[Opening Given text section]

Support for the CFMA was not universal. Brooksley Born, then chair of the Commodity Futures Trading Commission, prophetically warned that unrestricted derivatives trading would "threaten our regulated markets or, indeed, our economy, without any federal agency knowing about it."
Warren Buffet, who owns GEICO and knows something about insurance, also weighed in. He called complex derivatives, of which a CDS is one species, "weapons of mass financial destruction." Born and Buffet lost. So did the American people.
The damage done by CDSs in the secondary mortgage market was bad enough, but the cancer is spreading. It's called "basis packaging." Large hedge funds and private equity firms seek out companies with large, unsustainable debt and buy their bonds. This gives them a stake in the company but, more importantly, a vote in any decisions concerning bankruptcy. They then buy multiple CDSs that only pay off if bankruptcy follows. Whatever is lost in the bond investments is made back many times over when the multiple side bets pay off.
An August study for the Ministry of Finance in Canada concluded: "The relatively new CDS market is causing an increase in bankruptcy protection filings and bankruptcies, because the bond owners, who also own CDS contracts, need to have a credit event in order to trigger the CDS cash settlement. ... The incentive for advocating bankruptcy court filings is high from the bond owner who bought more CDS coverage than the amount of bonds owned, since he can make more money on the CDS contract cash settlement than he loses on the underlying bonds."

[Closing Given text section]

→ What you have to do: Pick up the passage on credit default swaps after its last sentence and carry it on. The lines that come next are from a different source.

[Opening Dataset entries section]

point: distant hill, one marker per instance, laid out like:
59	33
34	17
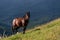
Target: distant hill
49	31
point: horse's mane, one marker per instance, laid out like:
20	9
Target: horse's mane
28	13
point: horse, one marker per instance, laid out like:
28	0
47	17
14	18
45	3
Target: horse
20	22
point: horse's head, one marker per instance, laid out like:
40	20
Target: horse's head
27	15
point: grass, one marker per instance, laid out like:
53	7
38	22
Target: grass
49	31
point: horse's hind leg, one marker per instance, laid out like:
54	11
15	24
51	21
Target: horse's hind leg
24	30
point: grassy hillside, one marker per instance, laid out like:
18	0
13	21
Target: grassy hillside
48	31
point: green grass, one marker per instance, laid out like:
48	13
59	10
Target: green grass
48	31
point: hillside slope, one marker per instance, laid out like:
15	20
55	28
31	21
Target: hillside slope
48	31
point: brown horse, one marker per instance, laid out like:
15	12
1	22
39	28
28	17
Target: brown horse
21	22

[Closing Dataset entries section]

→ Answer for this exercise:
In just the past few weeks, and but for the threat of picketing by the Teamsters union of a Wall Street hedge fund and Goldman Sachs that would have almost certainly been the fate of the trucking firm YRC (the company combined from Yellow Freight and Roadway Trucking).
Michael Greenberger, a Maryland law professor and former head of trading and markets at the Commodity Futures Trading Commission, calls this a case of "Goldman et al seemingly forcing the country's biggest truck company into bankruptcy in order to get payoffs under CDS, with 50,000 jobs at stake."
David Einhorn, a hedge-fund entrepreneur who denounces these malign practices, claims that "basis packaging" has already been a major contributor to the bankruptcy of companies such as Abitibi-Bowater, General Growth Properties, Six Flags and even General Motors. Others include Nortel Networks as a victim of the practice. Jobs gone, pensions gone, lives ruined -- except for those placing side bets on failure.
If any major private employer in Southeast Missouri were a target of this practice, the issue would take on an urgency we would all feel.
We are hearing an echo of the corporate raiders of the 1980s: acquire companies through leveraged buyouts, purposefully taking on the very debt that spells a company's doom, and profiting when the company fails. And it's all legal.
Meanwhile, Congress sleeps and President Obama appoints more people from Goldman Sachs to key financial positions in his administration. Goldman Sachs was the largest private contributor to his campaign for the presidency. So it's no surprise that the new chairman of the Commodity Futures Trading Commission is from Goldman Sachs, as well as the new head of enforcement at the Securities and Exchange Commission. We have made John Dillinger a bank guard.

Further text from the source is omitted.